Activity:
In the entries below, identify every line with the string "bare" and copy it.
======== Recorded information ========
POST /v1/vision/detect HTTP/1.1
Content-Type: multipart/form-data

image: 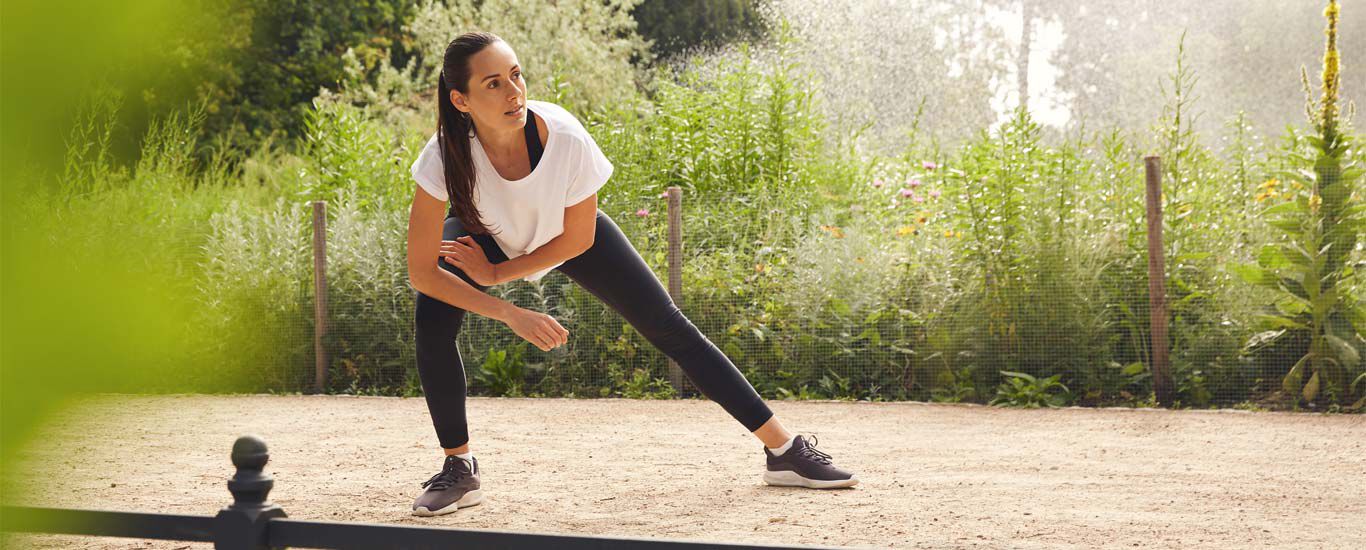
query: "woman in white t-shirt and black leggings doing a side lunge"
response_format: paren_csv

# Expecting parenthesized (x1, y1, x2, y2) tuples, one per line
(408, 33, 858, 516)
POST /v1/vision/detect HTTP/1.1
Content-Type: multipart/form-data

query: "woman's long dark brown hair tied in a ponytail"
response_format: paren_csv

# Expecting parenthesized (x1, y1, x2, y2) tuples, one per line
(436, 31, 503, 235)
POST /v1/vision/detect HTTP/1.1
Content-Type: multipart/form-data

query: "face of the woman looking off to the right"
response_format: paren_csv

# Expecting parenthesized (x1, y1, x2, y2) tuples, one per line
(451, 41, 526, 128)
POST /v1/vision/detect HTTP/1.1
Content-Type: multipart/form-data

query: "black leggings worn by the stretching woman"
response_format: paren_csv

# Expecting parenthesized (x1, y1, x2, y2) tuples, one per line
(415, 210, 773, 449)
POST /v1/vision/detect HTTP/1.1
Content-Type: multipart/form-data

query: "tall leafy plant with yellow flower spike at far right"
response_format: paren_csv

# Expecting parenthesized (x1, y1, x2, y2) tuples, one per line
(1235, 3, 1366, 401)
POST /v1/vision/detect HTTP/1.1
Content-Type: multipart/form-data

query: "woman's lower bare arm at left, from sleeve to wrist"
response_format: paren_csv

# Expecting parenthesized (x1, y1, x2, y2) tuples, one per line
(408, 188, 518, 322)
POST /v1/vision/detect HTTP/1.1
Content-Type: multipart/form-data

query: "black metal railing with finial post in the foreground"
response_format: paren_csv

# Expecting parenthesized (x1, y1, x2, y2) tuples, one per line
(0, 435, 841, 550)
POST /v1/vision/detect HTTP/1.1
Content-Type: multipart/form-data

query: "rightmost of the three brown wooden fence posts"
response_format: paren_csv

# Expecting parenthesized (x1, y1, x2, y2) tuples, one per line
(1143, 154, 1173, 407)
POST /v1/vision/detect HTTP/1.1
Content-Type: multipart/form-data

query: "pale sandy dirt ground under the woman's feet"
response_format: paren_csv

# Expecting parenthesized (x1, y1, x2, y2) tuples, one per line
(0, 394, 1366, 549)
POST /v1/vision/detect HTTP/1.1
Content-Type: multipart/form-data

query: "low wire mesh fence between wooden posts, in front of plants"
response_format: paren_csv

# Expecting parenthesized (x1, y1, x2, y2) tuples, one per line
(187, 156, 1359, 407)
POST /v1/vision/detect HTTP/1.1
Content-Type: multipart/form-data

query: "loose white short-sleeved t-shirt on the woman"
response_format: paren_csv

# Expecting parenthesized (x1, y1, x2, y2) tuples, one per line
========
======== Recorded information ========
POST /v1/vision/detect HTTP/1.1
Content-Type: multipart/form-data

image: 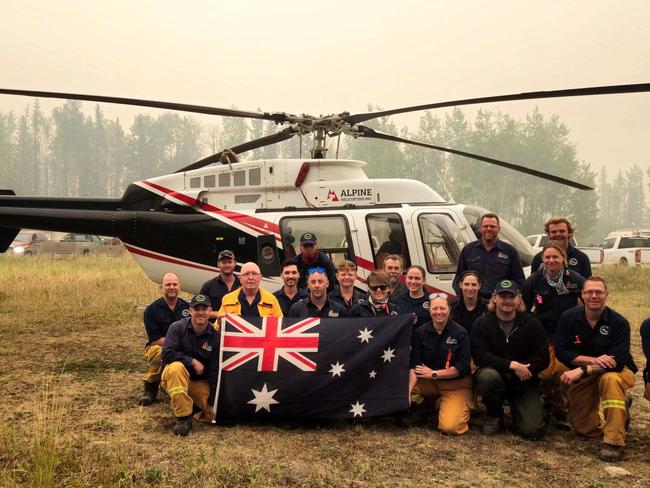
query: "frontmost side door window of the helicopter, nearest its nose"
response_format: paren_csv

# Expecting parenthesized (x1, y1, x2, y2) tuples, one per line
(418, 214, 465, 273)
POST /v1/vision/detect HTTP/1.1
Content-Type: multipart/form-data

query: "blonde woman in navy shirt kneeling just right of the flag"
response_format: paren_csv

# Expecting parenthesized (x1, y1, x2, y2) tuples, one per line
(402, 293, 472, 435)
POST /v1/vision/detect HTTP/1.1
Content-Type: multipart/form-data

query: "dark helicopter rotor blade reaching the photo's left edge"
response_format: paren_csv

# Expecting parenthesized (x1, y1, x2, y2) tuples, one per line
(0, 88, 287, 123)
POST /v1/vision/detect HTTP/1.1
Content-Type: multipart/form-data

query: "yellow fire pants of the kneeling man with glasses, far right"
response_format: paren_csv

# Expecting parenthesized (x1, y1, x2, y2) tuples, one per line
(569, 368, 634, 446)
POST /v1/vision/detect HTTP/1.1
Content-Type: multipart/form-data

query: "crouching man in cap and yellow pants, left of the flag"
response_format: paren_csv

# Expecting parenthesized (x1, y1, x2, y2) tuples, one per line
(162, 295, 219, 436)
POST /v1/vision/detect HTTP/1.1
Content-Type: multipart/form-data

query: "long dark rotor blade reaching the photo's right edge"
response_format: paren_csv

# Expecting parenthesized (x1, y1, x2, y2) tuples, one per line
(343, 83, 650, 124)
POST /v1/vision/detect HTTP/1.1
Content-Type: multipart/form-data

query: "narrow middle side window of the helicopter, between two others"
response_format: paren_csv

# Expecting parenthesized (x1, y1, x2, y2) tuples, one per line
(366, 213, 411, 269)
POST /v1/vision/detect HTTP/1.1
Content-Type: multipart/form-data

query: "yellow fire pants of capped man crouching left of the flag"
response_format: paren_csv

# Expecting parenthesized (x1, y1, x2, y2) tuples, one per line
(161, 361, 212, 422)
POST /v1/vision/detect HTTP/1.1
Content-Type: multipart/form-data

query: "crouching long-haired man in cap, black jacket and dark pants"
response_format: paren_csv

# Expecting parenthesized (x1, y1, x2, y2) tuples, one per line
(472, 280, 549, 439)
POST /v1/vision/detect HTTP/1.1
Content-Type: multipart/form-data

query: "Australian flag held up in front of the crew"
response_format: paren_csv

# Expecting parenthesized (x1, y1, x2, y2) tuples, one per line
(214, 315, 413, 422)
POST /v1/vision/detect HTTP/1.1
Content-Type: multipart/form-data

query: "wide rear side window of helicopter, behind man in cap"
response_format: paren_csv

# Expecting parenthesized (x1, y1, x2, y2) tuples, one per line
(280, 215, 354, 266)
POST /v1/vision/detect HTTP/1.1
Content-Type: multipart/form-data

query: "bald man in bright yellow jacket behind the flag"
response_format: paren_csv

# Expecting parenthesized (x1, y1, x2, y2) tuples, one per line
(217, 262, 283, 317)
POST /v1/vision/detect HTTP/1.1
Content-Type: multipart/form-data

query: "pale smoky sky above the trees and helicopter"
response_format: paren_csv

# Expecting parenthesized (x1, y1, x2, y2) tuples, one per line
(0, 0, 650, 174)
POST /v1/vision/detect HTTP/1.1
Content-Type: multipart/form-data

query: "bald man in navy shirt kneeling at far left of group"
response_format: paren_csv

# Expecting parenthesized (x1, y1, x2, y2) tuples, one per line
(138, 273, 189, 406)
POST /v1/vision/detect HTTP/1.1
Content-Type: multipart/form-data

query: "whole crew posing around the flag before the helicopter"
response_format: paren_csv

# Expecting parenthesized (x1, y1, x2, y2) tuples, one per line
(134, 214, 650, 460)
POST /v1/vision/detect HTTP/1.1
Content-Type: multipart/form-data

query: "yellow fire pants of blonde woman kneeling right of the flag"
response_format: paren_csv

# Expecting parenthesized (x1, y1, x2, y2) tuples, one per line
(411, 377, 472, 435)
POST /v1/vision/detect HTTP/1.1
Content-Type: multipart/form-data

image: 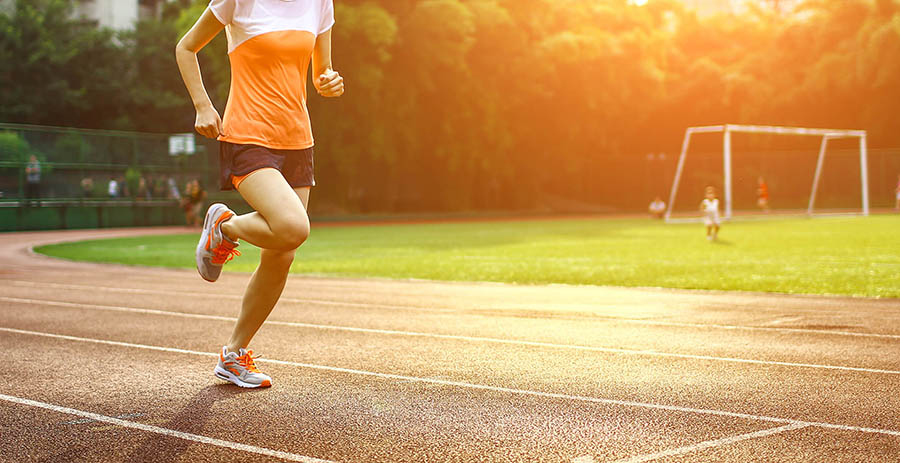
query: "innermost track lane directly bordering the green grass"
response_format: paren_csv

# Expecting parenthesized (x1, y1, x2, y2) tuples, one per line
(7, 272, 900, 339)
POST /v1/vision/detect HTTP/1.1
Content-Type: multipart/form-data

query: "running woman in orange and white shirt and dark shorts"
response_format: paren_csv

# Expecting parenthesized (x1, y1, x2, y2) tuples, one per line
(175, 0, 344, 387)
========
======== Recorded information ========
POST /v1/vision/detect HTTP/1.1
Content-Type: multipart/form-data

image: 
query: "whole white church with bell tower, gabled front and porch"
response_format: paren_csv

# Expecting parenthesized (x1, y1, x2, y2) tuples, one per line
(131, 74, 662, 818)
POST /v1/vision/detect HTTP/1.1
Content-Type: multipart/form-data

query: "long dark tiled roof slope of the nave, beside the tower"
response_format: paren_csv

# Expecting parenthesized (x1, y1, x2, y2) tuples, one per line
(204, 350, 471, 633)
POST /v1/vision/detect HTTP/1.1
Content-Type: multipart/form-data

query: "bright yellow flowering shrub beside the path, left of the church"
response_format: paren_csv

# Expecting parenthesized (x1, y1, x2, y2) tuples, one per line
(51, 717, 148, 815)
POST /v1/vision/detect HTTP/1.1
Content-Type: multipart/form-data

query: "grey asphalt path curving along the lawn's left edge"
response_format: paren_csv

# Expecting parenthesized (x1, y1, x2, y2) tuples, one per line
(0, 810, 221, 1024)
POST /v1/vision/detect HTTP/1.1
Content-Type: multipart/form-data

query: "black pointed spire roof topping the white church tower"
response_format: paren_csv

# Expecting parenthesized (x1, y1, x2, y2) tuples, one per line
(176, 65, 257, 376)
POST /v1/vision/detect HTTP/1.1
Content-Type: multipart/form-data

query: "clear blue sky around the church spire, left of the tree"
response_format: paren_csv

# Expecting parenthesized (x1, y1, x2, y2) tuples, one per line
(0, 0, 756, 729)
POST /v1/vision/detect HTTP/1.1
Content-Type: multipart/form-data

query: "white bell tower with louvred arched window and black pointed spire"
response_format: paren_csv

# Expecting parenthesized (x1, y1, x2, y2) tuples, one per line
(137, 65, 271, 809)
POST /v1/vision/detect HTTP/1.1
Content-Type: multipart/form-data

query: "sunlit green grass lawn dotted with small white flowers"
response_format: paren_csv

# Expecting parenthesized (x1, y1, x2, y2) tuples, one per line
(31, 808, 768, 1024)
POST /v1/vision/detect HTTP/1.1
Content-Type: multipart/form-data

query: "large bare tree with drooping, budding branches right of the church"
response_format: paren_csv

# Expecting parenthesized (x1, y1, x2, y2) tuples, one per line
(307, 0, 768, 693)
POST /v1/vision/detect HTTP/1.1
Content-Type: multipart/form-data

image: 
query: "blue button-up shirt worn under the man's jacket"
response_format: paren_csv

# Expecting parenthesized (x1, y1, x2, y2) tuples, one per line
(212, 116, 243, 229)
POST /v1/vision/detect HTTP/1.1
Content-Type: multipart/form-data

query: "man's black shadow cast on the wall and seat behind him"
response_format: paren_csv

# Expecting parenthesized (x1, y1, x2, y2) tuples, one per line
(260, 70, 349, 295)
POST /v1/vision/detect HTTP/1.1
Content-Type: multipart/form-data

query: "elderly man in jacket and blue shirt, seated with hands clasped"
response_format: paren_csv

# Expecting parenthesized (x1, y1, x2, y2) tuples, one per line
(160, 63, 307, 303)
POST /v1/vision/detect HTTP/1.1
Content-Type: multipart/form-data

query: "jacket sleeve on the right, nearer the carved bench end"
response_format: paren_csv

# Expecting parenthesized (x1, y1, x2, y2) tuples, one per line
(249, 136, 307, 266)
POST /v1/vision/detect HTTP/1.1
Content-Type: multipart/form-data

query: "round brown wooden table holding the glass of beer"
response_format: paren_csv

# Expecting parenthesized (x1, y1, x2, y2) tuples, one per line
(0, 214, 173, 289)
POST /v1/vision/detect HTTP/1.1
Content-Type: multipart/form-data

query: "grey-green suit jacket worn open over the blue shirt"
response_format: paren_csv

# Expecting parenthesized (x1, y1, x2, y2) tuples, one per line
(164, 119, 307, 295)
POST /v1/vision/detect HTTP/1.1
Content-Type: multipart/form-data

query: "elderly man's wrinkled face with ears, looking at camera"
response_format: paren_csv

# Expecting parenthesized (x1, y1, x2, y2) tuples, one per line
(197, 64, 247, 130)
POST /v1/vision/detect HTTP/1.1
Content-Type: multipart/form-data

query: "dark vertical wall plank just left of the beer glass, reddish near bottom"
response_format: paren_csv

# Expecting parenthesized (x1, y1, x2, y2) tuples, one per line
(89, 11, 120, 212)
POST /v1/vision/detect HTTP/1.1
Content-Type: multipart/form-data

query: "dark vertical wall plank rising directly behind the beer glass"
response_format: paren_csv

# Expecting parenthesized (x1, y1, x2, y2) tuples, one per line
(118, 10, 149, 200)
========
Result of this task:
query: "woman's lower bare arm at left, from sleeve to wrist"
query: "large bare tree with drooping, budding branches right of the church"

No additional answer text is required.